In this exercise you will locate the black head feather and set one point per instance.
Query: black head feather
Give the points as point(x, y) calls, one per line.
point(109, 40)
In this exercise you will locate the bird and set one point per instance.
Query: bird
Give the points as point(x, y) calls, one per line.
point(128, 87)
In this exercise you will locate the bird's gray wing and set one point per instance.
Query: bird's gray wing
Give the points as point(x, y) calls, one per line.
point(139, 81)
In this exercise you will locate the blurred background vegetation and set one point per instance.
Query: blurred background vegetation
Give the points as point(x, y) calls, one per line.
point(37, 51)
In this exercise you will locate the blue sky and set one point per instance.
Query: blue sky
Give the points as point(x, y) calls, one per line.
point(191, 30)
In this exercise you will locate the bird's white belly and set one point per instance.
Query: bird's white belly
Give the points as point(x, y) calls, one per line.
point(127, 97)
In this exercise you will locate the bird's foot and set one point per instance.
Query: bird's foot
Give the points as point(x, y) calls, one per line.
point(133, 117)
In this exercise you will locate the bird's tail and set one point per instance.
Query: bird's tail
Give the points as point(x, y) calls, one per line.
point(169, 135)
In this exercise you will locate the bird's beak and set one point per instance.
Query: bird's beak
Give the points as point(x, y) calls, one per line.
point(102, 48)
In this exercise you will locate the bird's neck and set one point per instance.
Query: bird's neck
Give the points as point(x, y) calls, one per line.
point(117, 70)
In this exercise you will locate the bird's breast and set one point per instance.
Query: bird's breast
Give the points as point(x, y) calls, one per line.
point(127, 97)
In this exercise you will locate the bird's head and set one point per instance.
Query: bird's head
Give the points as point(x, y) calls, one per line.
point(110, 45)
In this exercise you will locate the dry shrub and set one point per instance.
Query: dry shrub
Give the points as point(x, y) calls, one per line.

# What is expected
Rewrite every item above, replacing "locate" with "find" and leaving everything else unchanged.

# Finished answer
In this exercise you will find the black head feather and set one point per instance.
Query: black head feather
Give the points as point(x, y) calls, one per line.
point(109, 40)
In this exercise you will find the bird and set one point per instance.
Query: bird
Give the points as point(x, y) calls, one per line.
point(128, 87)
In this exercise you will find the bird's gray wing and set one point per instance.
Query: bird's gray wing
Give the points as point(x, y) calls, one per line.
point(139, 81)
In this exercise you will find the blurred background vegetation and set one point per instance.
Query: blurred background vegetation
Give the points as point(x, y) calls, one per line.
point(37, 51)
In this exercise you will find the blue sky and set one point per instance.
Query: blue sky
Give the points as point(x, y) calls, one per line.
point(191, 30)
In this exercise you will find the bird's white belly and set one point per instance.
Query: bird's white belly
Give the points as point(x, y) calls, one per line.
point(127, 97)
In this exercise you will find the bird's foot and set one point per instance.
Query: bird's foot
Give the points as point(x, y) calls, one per line.
point(133, 117)
In this exercise you will find the bird's tail and set one point per instance.
Query: bird's tail
Give the points as point(x, y) calls, one per line.
point(169, 135)
In this exercise you will find the bird's beak and set one point per instance.
Query: bird's beak
Give the points as point(x, y) calls, one per line.
point(102, 48)
In this exercise you will find the bird's neck and set one point per instance.
Query: bird's neck
Give the points as point(x, y) calls, one per line.
point(117, 70)
In this exercise you will find the bird's breast and set one point per instance.
Query: bird's breast
Give the points as point(x, y) calls, one per line.
point(127, 97)
In this exercise you will find the bird's head and set one point per instance.
Query: bird's head
Give the points as point(x, y) calls, one per line.
point(110, 45)
In this exercise you will find the dry shrub and set one point per instance.
Query: dry shrub
Give the points as point(x, y) calls, one per line.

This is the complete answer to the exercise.